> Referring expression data
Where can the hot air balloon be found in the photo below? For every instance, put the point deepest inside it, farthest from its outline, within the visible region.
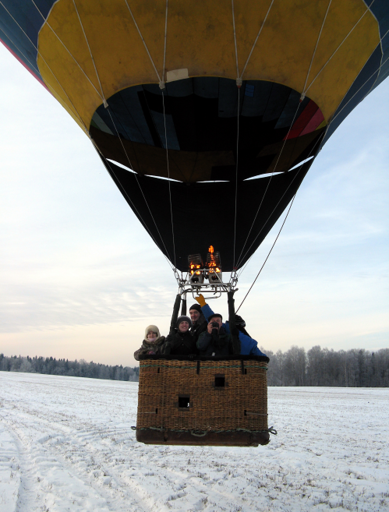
(206, 114)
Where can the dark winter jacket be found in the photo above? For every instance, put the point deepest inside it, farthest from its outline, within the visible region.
(158, 347)
(199, 327)
(182, 344)
(248, 345)
(215, 345)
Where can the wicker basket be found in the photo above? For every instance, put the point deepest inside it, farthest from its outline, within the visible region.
(207, 402)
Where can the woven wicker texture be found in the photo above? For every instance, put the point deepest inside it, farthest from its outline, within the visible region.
(206, 395)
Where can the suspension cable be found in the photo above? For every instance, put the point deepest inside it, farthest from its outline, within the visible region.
(256, 39)
(91, 55)
(77, 115)
(339, 46)
(267, 257)
(67, 49)
(291, 183)
(144, 42)
(266, 189)
(137, 180)
(317, 44)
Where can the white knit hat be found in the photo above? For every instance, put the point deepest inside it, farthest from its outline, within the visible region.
(152, 328)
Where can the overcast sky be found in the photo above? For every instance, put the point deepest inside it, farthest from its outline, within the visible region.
(80, 278)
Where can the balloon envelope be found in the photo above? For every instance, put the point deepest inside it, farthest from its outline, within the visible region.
(201, 157)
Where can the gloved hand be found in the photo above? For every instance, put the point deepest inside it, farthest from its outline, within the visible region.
(200, 299)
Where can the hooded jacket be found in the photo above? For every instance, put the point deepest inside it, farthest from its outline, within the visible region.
(215, 344)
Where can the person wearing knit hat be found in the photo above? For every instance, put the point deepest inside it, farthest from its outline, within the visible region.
(248, 346)
(184, 319)
(182, 342)
(152, 344)
(199, 323)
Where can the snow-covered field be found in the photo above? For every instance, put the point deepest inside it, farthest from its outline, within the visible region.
(66, 444)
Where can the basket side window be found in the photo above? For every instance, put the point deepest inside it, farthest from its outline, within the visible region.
(183, 402)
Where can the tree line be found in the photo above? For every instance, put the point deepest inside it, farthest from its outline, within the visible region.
(324, 367)
(52, 366)
(295, 367)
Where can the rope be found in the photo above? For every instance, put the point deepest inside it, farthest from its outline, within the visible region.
(168, 174)
(341, 44)
(317, 43)
(267, 257)
(137, 181)
(236, 175)
(164, 48)
(51, 71)
(267, 187)
(63, 44)
(256, 39)
(313, 148)
(144, 43)
(356, 92)
(91, 56)
(236, 46)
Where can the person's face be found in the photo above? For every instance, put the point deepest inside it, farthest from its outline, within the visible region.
(152, 336)
(184, 326)
(194, 315)
(217, 319)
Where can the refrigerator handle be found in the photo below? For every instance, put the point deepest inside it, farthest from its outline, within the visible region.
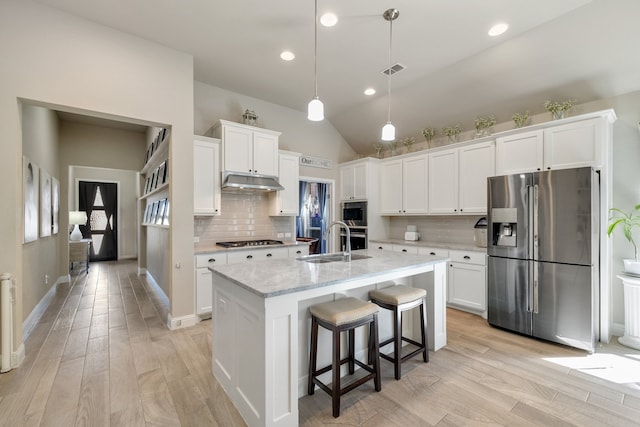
(535, 268)
(535, 222)
(535, 287)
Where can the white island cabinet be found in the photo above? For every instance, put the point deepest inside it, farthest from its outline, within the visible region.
(260, 322)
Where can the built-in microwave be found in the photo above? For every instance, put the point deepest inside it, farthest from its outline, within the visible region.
(354, 214)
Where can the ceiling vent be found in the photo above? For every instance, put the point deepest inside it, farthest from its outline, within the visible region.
(394, 69)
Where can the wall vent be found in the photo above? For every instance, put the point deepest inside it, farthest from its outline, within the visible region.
(395, 68)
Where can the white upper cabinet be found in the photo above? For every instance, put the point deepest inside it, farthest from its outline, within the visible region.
(353, 180)
(390, 186)
(573, 145)
(285, 202)
(206, 176)
(477, 163)
(248, 149)
(570, 145)
(403, 186)
(443, 182)
(521, 152)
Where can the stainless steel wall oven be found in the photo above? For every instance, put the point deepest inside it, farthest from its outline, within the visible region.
(354, 214)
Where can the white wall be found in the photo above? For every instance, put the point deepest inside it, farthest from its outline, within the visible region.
(42, 257)
(57, 60)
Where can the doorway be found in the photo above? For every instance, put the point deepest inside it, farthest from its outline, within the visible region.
(314, 214)
(100, 201)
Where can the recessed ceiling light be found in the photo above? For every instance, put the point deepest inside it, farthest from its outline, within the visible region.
(498, 29)
(329, 19)
(287, 55)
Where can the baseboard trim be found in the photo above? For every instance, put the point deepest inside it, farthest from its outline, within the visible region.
(182, 321)
(34, 317)
(617, 329)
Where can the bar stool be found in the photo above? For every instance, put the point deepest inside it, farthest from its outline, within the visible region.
(400, 298)
(344, 314)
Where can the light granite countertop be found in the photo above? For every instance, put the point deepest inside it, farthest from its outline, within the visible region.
(282, 276)
(212, 247)
(424, 243)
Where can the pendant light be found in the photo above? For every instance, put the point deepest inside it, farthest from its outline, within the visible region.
(389, 131)
(315, 111)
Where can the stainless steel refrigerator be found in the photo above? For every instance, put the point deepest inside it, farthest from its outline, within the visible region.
(543, 247)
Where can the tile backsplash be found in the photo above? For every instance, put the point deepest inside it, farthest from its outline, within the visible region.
(437, 229)
(245, 216)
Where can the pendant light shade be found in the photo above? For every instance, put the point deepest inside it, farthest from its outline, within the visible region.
(315, 109)
(389, 131)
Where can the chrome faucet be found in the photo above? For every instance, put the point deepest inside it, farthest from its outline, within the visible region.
(347, 253)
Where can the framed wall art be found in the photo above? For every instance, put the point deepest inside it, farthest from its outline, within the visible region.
(30, 191)
(55, 205)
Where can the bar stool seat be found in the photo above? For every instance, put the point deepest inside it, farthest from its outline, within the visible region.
(344, 314)
(398, 299)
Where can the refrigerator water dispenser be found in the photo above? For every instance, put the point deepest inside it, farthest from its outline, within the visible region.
(504, 226)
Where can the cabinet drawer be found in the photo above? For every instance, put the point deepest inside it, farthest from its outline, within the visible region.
(469, 257)
(209, 260)
(296, 251)
(382, 246)
(434, 251)
(257, 255)
(405, 248)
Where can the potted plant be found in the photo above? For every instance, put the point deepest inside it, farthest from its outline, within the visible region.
(558, 109)
(483, 125)
(629, 222)
(428, 133)
(452, 132)
(520, 119)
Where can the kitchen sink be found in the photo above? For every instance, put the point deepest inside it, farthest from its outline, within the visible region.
(323, 258)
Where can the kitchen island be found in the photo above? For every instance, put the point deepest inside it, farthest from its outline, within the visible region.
(261, 322)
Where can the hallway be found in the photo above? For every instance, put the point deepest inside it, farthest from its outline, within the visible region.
(100, 355)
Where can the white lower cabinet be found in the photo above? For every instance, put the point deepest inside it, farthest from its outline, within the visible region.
(203, 279)
(467, 281)
(204, 261)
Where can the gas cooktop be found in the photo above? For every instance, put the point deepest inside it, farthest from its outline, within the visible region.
(242, 243)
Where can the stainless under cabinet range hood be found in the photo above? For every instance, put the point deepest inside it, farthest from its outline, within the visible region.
(235, 180)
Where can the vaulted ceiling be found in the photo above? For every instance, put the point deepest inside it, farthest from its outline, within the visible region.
(455, 72)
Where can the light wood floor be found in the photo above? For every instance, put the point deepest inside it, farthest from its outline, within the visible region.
(101, 355)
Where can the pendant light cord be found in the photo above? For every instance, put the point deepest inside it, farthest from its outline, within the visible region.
(315, 48)
(389, 72)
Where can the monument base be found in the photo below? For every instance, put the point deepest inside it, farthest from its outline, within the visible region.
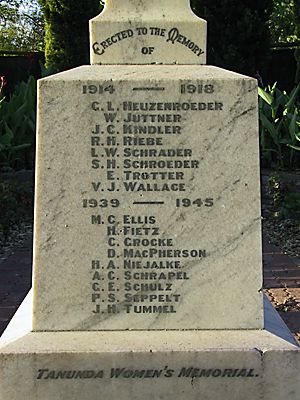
(210, 365)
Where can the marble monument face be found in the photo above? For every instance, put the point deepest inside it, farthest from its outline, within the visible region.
(151, 32)
(147, 200)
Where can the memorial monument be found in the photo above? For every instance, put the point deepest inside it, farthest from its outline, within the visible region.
(147, 247)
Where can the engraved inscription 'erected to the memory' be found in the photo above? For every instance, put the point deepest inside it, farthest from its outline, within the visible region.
(151, 213)
(156, 31)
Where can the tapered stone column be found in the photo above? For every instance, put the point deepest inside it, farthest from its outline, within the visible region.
(148, 32)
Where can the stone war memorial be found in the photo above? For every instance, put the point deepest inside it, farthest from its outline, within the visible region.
(147, 243)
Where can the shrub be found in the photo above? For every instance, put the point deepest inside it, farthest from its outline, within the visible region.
(279, 127)
(67, 31)
(17, 127)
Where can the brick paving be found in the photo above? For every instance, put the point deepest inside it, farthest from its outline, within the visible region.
(281, 283)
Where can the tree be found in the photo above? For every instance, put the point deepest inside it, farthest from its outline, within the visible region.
(238, 35)
(22, 25)
(67, 31)
(283, 21)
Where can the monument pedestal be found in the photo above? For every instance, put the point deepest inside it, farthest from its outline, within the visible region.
(211, 365)
(147, 249)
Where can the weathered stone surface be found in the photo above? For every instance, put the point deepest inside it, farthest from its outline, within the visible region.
(217, 365)
(148, 32)
(148, 201)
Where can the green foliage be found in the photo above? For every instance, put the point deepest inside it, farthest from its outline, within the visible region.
(283, 21)
(16, 204)
(22, 25)
(67, 31)
(17, 127)
(280, 126)
(238, 35)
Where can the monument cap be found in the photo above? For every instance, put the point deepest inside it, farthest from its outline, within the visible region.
(148, 32)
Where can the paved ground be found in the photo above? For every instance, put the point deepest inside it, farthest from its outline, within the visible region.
(281, 283)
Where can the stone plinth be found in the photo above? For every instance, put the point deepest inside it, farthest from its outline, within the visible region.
(148, 200)
(215, 365)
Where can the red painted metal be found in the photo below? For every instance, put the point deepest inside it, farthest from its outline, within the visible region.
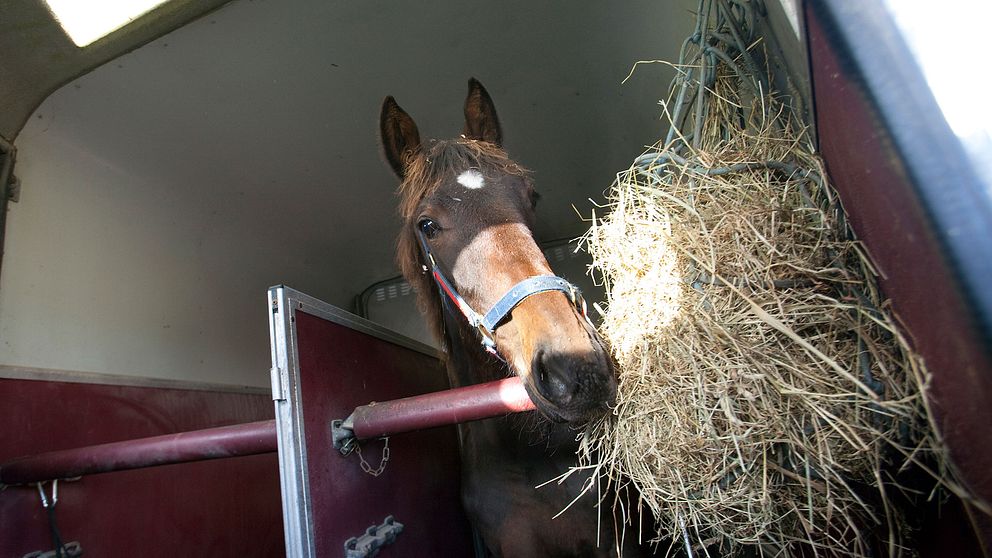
(199, 445)
(442, 408)
(341, 368)
(374, 420)
(221, 507)
(887, 214)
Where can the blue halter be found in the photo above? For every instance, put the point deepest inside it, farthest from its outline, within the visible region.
(487, 323)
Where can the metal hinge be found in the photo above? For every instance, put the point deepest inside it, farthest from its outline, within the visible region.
(375, 537)
(279, 384)
(69, 550)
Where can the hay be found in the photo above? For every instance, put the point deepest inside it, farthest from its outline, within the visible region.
(765, 393)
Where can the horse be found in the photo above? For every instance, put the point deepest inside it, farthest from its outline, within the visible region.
(466, 243)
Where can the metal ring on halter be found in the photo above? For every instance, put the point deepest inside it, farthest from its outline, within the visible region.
(487, 324)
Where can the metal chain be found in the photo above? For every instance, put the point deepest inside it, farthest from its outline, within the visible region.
(382, 464)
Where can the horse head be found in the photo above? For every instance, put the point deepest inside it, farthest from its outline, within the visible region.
(467, 239)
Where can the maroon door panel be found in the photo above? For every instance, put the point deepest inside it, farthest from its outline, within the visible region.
(341, 368)
(227, 507)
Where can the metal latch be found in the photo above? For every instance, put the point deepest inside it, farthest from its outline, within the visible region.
(375, 537)
(70, 550)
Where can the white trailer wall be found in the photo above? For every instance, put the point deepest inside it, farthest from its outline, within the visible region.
(163, 192)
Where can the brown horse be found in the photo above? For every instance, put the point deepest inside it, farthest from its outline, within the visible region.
(468, 212)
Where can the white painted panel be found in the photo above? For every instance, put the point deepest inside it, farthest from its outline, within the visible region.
(165, 191)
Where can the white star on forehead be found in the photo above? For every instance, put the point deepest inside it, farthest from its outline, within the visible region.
(471, 179)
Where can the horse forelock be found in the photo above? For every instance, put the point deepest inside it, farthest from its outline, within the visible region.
(437, 163)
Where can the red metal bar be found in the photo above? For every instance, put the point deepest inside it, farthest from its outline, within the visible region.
(197, 445)
(442, 408)
(369, 421)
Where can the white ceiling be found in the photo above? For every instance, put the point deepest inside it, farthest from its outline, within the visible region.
(268, 107)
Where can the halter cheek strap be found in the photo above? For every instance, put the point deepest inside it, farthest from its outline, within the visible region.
(487, 324)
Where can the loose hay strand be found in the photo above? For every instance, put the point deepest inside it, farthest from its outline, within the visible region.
(762, 390)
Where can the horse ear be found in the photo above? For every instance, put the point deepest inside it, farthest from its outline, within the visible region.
(481, 122)
(399, 135)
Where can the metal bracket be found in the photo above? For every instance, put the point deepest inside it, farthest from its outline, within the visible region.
(342, 436)
(375, 537)
(14, 189)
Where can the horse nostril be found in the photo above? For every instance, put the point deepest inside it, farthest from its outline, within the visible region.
(551, 377)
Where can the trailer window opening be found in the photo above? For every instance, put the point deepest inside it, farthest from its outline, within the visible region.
(86, 22)
(948, 44)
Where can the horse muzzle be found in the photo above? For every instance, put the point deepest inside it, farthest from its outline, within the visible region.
(571, 386)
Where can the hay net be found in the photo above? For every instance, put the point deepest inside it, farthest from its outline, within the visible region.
(767, 400)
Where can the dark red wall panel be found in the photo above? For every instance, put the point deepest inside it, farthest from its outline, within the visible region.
(340, 369)
(925, 287)
(225, 507)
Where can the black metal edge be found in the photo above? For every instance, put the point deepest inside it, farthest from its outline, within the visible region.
(946, 183)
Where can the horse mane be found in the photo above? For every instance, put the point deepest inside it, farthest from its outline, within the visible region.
(426, 171)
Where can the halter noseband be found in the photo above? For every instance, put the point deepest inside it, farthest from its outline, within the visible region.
(487, 323)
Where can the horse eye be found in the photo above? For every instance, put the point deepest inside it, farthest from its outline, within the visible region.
(429, 228)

> DESCRIPTION OF THE TASK
Write out exactly the lines starting with the one that holds "Where can the horse mane" and running through the last line above.

> WRITTEN REPLY
Where can the horse mane be found in the photo above? For every instance, put the point deepest inside it, farthest from its outline, within the visible region.
(426, 171)
Where can the halter noseband be found in the photo above? For every instance, put the point deepest inside it, farthest from its outline, within the visible region.
(487, 323)
Where can the horse eye be found in the photo above? For every instance, put the point deepest inside it, farthest from its outline, within the visible region.
(429, 228)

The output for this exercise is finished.